_TASK BRIEF_.
Copy the material that follows word for word and omit its pictures.

(Records from a point labeling set)
↓↓↓
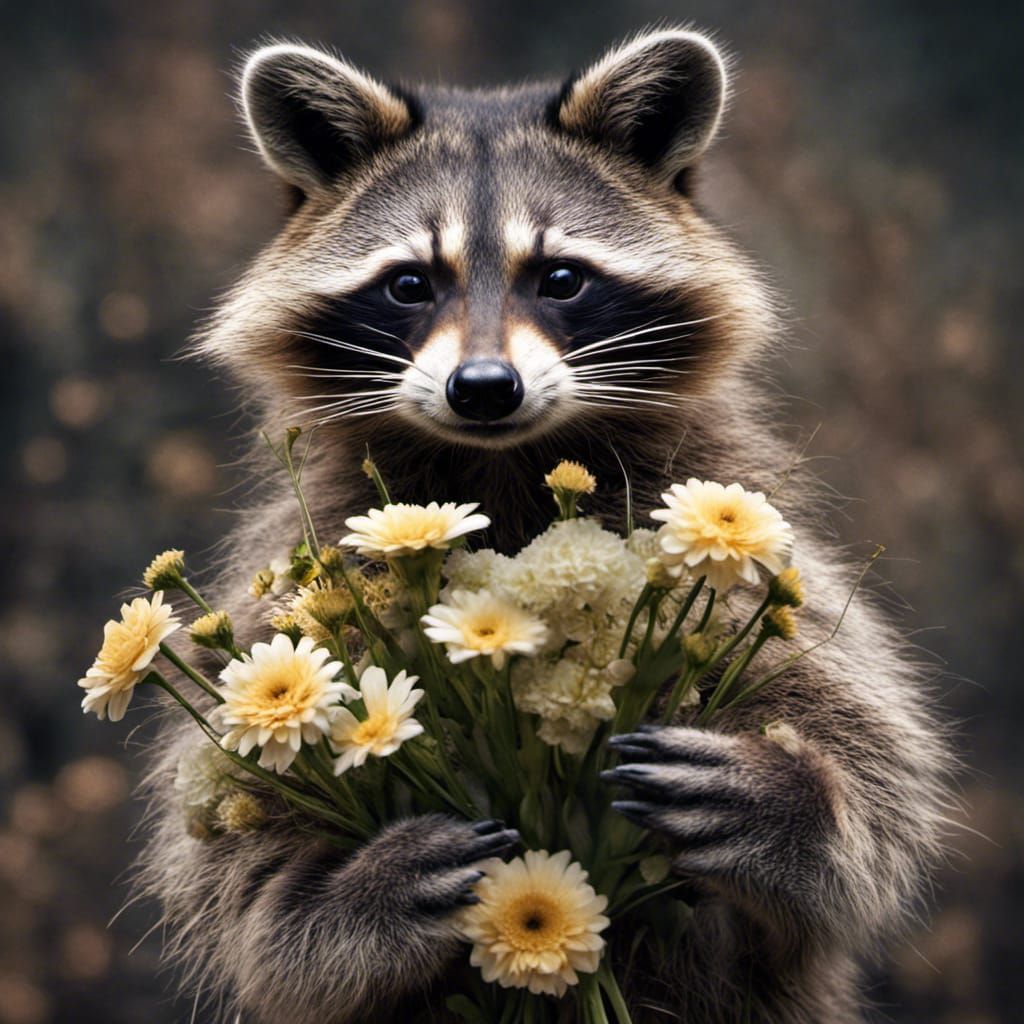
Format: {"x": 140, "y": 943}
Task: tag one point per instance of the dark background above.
{"x": 871, "y": 162}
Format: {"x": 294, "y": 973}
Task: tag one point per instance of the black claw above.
{"x": 634, "y": 810}
{"x": 628, "y": 774}
{"x": 491, "y": 846}
{"x": 487, "y": 826}
{"x": 629, "y": 751}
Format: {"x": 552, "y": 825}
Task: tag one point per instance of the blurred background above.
{"x": 871, "y": 162}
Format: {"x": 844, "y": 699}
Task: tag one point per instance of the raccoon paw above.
{"x": 730, "y": 805}
{"x": 429, "y": 861}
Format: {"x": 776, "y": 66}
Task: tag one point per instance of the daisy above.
{"x": 538, "y": 923}
{"x": 721, "y": 532}
{"x": 404, "y": 529}
{"x": 482, "y": 624}
{"x": 278, "y": 697}
{"x": 128, "y": 648}
{"x": 388, "y": 723}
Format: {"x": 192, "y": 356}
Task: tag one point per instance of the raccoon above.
{"x": 475, "y": 285}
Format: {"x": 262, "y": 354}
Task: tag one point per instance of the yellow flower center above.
{"x": 374, "y": 729}
{"x": 486, "y": 633}
{"x": 730, "y": 524}
{"x": 278, "y": 699}
{"x": 532, "y": 923}
{"x": 122, "y": 648}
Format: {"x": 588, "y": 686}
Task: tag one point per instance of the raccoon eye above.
{"x": 561, "y": 281}
{"x": 410, "y": 288}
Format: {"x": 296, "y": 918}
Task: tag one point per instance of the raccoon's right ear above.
{"x": 656, "y": 98}
{"x": 312, "y": 116}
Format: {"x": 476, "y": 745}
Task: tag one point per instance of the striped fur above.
{"x": 803, "y": 858}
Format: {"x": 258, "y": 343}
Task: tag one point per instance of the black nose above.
{"x": 484, "y": 389}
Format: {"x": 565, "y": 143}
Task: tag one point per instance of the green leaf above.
{"x": 466, "y": 1010}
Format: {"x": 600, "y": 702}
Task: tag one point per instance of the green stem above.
{"x": 198, "y": 679}
{"x": 609, "y": 983}
{"x": 634, "y": 615}
{"x": 684, "y": 610}
{"x": 686, "y": 680}
{"x": 733, "y": 672}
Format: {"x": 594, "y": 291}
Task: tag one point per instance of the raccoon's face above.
{"x": 486, "y": 266}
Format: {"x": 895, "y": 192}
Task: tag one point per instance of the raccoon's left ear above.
{"x": 314, "y": 117}
{"x": 657, "y": 98}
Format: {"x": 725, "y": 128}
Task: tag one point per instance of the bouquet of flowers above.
{"x": 404, "y": 673}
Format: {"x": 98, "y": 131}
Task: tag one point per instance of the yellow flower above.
{"x": 572, "y": 477}
{"x": 278, "y": 697}
{"x": 128, "y": 648}
{"x": 481, "y": 624}
{"x": 388, "y": 723}
{"x": 538, "y": 923}
{"x": 164, "y": 572}
{"x": 404, "y": 529}
{"x": 721, "y": 532}
{"x": 322, "y": 610}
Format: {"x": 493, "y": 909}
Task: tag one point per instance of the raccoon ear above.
{"x": 657, "y": 98}
{"x": 312, "y": 116}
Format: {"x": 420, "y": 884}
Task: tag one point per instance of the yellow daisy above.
{"x": 538, "y": 923}
{"x": 388, "y": 723}
{"x": 572, "y": 477}
{"x": 128, "y": 648}
{"x": 482, "y": 624}
{"x": 276, "y": 697}
{"x": 404, "y": 529}
{"x": 721, "y": 532}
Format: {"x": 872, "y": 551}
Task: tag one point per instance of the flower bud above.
{"x": 286, "y": 623}
{"x": 782, "y": 735}
{"x": 261, "y": 584}
{"x": 332, "y": 561}
{"x": 213, "y": 630}
{"x": 323, "y": 611}
{"x": 786, "y": 588}
{"x": 165, "y": 571}
{"x": 779, "y": 622}
{"x": 567, "y": 481}
{"x": 241, "y": 812}
{"x": 572, "y": 477}
{"x": 698, "y": 649}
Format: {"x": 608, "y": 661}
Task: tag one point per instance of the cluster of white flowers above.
{"x": 581, "y": 581}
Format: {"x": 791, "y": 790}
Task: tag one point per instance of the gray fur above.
{"x": 803, "y": 858}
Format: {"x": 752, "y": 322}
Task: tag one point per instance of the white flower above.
{"x": 572, "y": 564}
{"x": 388, "y": 723}
{"x": 204, "y": 772}
{"x": 403, "y": 529}
{"x": 474, "y": 569}
{"x": 571, "y": 696}
{"x": 538, "y": 923}
{"x": 129, "y": 646}
{"x": 721, "y": 532}
{"x": 278, "y": 697}
{"x": 482, "y": 624}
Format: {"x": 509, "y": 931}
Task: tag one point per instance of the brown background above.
{"x": 871, "y": 162}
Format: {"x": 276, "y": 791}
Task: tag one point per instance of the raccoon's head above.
{"x": 486, "y": 266}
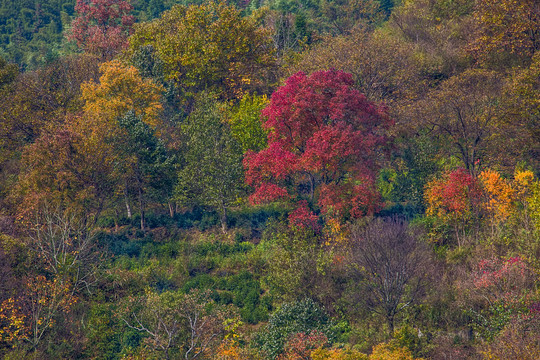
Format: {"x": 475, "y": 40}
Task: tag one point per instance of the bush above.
{"x": 297, "y": 317}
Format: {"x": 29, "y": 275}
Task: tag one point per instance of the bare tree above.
{"x": 392, "y": 266}
{"x": 171, "y": 318}
{"x": 64, "y": 241}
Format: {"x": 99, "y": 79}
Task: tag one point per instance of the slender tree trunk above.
{"x": 126, "y": 200}
{"x": 141, "y": 208}
{"x": 223, "y": 217}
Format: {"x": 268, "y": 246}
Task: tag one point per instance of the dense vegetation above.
{"x": 288, "y": 179}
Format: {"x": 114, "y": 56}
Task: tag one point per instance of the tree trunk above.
{"x": 171, "y": 210}
{"x": 141, "y": 208}
{"x": 223, "y": 217}
{"x": 126, "y": 200}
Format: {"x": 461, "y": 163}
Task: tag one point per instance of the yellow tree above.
{"x": 499, "y": 196}
{"x": 510, "y": 26}
{"x": 210, "y": 46}
{"x": 121, "y": 90}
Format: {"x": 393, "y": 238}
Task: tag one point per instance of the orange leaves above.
{"x": 458, "y": 198}
{"x": 13, "y": 323}
{"x": 499, "y": 195}
{"x": 452, "y": 196}
{"x": 121, "y": 88}
{"x": 506, "y": 25}
{"x": 210, "y": 46}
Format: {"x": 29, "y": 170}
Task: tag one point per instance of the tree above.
{"x": 454, "y": 199}
{"x": 171, "y": 317}
{"x": 323, "y": 142}
{"x": 391, "y": 265}
{"x": 209, "y": 47}
{"x": 382, "y": 66}
{"x": 102, "y": 27}
{"x": 464, "y": 112}
{"x": 245, "y": 121}
{"x": 305, "y": 317}
{"x": 121, "y": 89}
{"x": 147, "y": 167}
{"x": 212, "y": 173}
{"x": 509, "y": 26}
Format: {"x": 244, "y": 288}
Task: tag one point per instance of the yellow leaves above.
{"x": 336, "y": 233}
{"x": 499, "y": 195}
{"x": 120, "y": 89}
{"x": 12, "y": 322}
{"x": 337, "y": 354}
{"x": 208, "y": 47}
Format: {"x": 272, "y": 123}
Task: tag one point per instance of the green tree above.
{"x": 147, "y": 167}
{"x": 246, "y": 124}
{"x": 212, "y": 173}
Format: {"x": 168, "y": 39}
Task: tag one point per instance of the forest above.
{"x": 270, "y": 179}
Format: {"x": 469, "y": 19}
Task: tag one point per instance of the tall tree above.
{"x": 212, "y": 174}
{"x": 145, "y": 163}
{"x": 506, "y": 26}
{"x": 210, "y": 46}
{"x": 463, "y": 113}
{"x": 392, "y": 266}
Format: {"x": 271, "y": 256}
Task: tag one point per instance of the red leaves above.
↑↑↑
_FINAL ANSWER_.
Format: {"x": 140, "y": 943}
Task: tag one point per instance of the dark background above.
{"x": 871, "y": 162}
Format: {"x": 294, "y": 973}
Task: tag one point per instance of the black claw above.
{"x": 634, "y": 810}
{"x": 628, "y": 774}
{"x": 491, "y": 846}
{"x": 487, "y": 826}
{"x": 629, "y": 751}
Format: {"x": 552, "y": 825}
Task: tag one point per instance of the blurred background above.
{"x": 871, "y": 162}
Format: {"x": 844, "y": 699}
Task: tag one point per instance of the raccoon paw above.
{"x": 730, "y": 805}
{"x": 429, "y": 861}
Format: {"x": 776, "y": 66}
Task: tag one point per instance of the daisy above.
{"x": 538, "y": 923}
{"x": 721, "y": 532}
{"x": 404, "y": 529}
{"x": 482, "y": 624}
{"x": 278, "y": 697}
{"x": 128, "y": 648}
{"x": 388, "y": 723}
Format: {"x": 192, "y": 356}
Task: tag one point per instance of the raccoon above.
{"x": 475, "y": 285}
Format: {"x": 262, "y": 354}
Task: tag one point per instance of the yellow flower center above.
{"x": 374, "y": 729}
{"x": 486, "y": 633}
{"x": 730, "y": 524}
{"x": 278, "y": 699}
{"x": 532, "y": 923}
{"x": 122, "y": 648}
Format: {"x": 588, "y": 686}
Task: tag one point per instance of the raccoon eye above.
{"x": 561, "y": 281}
{"x": 410, "y": 288}
Format: {"x": 296, "y": 918}
Task: tag one point per instance of the raccoon's right ear above.
{"x": 656, "y": 98}
{"x": 312, "y": 116}
Format: {"x": 476, "y": 745}
Task: tag one point per instance of the striped fur above.
{"x": 803, "y": 858}
Format: {"x": 258, "y": 343}
Task: tag one point per instance of the black nose above.
{"x": 484, "y": 389}
Format: {"x": 565, "y": 143}
Task: tag one point per instance of the green leaf above.
{"x": 466, "y": 1010}
Format: {"x": 600, "y": 702}
Task: tag one point per instance of the green stem above.
{"x": 198, "y": 679}
{"x": 609, "y": 983}
{"x": 634, "y": 615}
{"x": 684, "y": 610}
{"x": 686, "y": 680}
{"x": 733, "y": 672}
Format: {"x": 594, "y": 291}
Task: tag one point per instance of the raccoon's face above.
{"x": 486, "y": 266}
Format: {"x": 895, "y": 192}
Task: tag one point per instance of the raccoon's left ear above.
{"x": 314, "y": 117}
{"x": 657, "y": 98}
Format: {"x": 725, "y": 128}
Task: tag one point per instance of the bouquet of flowers above.
{"x": 404, "y": 673}
Format: {"x": 98, "y": 131}
Task: tag one point per instance of the yellow flower above.
{"x": 572, "y": 477}
{"x": 278, "y": 697}
{"x": 128, "y": 648}
{"x": 481, "y": 624}
{"x": 388, "y": 723}
{"x": 538, "y": 923}
{"x": 164, "y": 572}
{"x": 404, "y": 529}
{"x": 721, "y": 532}
{"x": 322, "y": 610}
Format: {"x": 493, "y": 909}
Task: tag one point per instance of the raccoon ear above.
{"x": 657, "y": 98}
{"x": 312, "y": 116}
Format: {"x": 420, "y": 884}
Task: tag one point per instance of the yellow daisy above.
{"x": 538, "y": 923}
{"x": 388, "y": 723}
{"x": 572, "y": 477}
{"x": 128, "y": 648}
{"x": 482, "y": 624}
{"x": 276, "y": 697}
{"x": 404, "y": 529}
{"x": 721, "y": 532}
Format: {"x": 872, "y": 551}
Task: tag one point per instance of the flower bud above.
{"x": 286, "y": 623}
{"x": 782, "y": 735}
{"x": 261, "y": 584}
{"x": 332, "y": 561}
{"x": 213, "y": 630}
{"x": 323, "y": 611}
{"x": 786, "y": 588}
{"x": 165, "y": 571}
{"x": 779, "y": 622}
{"x": 567, "y": 481}
{"x": 241, "y": 812}
{"x": 572, "y": 477}
{"x": 698, "y": 649}
Format: {"x": 608, "y": 661}
Task: tag one point per instance of the cluster of white flowers above.
{"x": 581, "y": 581}
Format: {"x": 791, "y": 790}
Task: tag one point per instance of the gray fur above.
{"x": 803, "y": 858}
Format: {"x": 752, "y": 322}
Task: tag one point per instance of the white flower above.
{"x": 572, "y": 564}
{"x": 388, "y": 723}
{"x": 204, "y": 772}
{"x": 403, "y": 529}
{"x": 474, "y": 569}
{"x": 571, "y": 696}
{"x": 538, "y": 923}
{"x": 129, "y": 646}
{"x": 721, "y": 532}
{"x": 278, "y": 697}
{"x": 482, "y": 624}
Format: {"x": 509, "y": 931}
Task: tag one point per instance of the brown background above.
{"x": 871, "y": 162}
Format: {"x": 276, "y": 791}
Task: tag one point per instance of the raccoon's head above.
{"x": 486, "y": 266}
Format: {"x": 475, "y": 40}
Task: tag one point per instance of the bush above.
{"x": 297, "y": 317}
Format: {"x": 29, "y": 275}
Task: tag one point per instance of the bare tree above.
{"x": 392, "y": 266}
{"x": 171, "y": 318}
{"x": 64, "y": 241}
Format: {"x": 99, "y": 79}
Task: tag one point per instance of the slender tree trunk above.
{"x": 126, "y": 200}
{"x": 141, "y": 208}
{"x": 223, "y": 217}
Format: {"x": 268, "y": 246}
Task: tag one point per instance of the dense vegetation above.
{"x": 288, "y": 179}
Format: {"x": 114, "y": 56}
Task: tag one point per instance of the tree trunk above.
{"x": 171, "y": 210}
{"x": 141, "y": 208}
{"x": 223, "y": 217}
{"x": 126, "y": 200}
Format: {"x": 461, "y": 163}
Task: tag one point per instance of the yellow tree above.
{"x": 499, "y": 196}
{"x": 510, "y": 26}
{"x": 210, "y": 46}
{"x": 121, "y": 90}
Format: {"x": 393, "y": 238}
Task: tag one point per instance of the orange leaves above.
{"x": 458, "y": 198}
{"x": 13, "y": 323}
{"x": 499, "y": 195}
{"x": 452, "y": 196}
{"x": 121, "y": 88}
{"x": 506, "y": 25}
{"x": 210, "y": 46}
Format: {"x": 29, "y": 170}
Task: tag one point per instance of the tree above.
{"x": 454, "y": 199}
{"x": 171, "y": 317}
{"x": 323, "y": 142}
{"x": 391, "y": 265}
{"x": 209, "y": 47}
{"x": 382, "y": 66}
{"x": 102, "y": 27}
{"x": 464, "y": 112}
{"x": 245, "y": 121}
{"x": 305, "y": 317}
{"x": 121, "y": 89}
{"x": 147, "y": 167}
{"x": 212, "y": 173}
{"x": 509, "y": 26}
Format: {"x": 244, "y": 288}
Task: tag one point per instance of the yellow leaves above.
{"x": 336, "y": 233}
{"x": 499, "y": 195}
{"x": 120, "y": 89}
{"x": 12, "y": 322}
{"x": 337, "y": 354}
{"x": 208, "y": 47}
Format: {"x": 272, "y": 123}
Task: tag one point per instance of the green tree above.
{"x": 147, "y": 167}
{"x": 246, "y": 124}
{"x": 212, "y": 173}
Format: {"x": 168, "y": 39}
Task: tag one point per instance of the forest above.
{"x": 270, "y": 179}
Format: {"x": 469, "y": 19}
Task: tag one point per instance of the tall tree above.
{"x": 212, "y": 174}
{"x": 145, "y": 163}
{"x": 506, "y": 26}
{"x": 210, "y": 46}
{"x": 463, "y": 113}
{"x": 392, "y": 266}
Format: {"x": 271, "y": 256}
Task: tag one point per instance of the red leaves above.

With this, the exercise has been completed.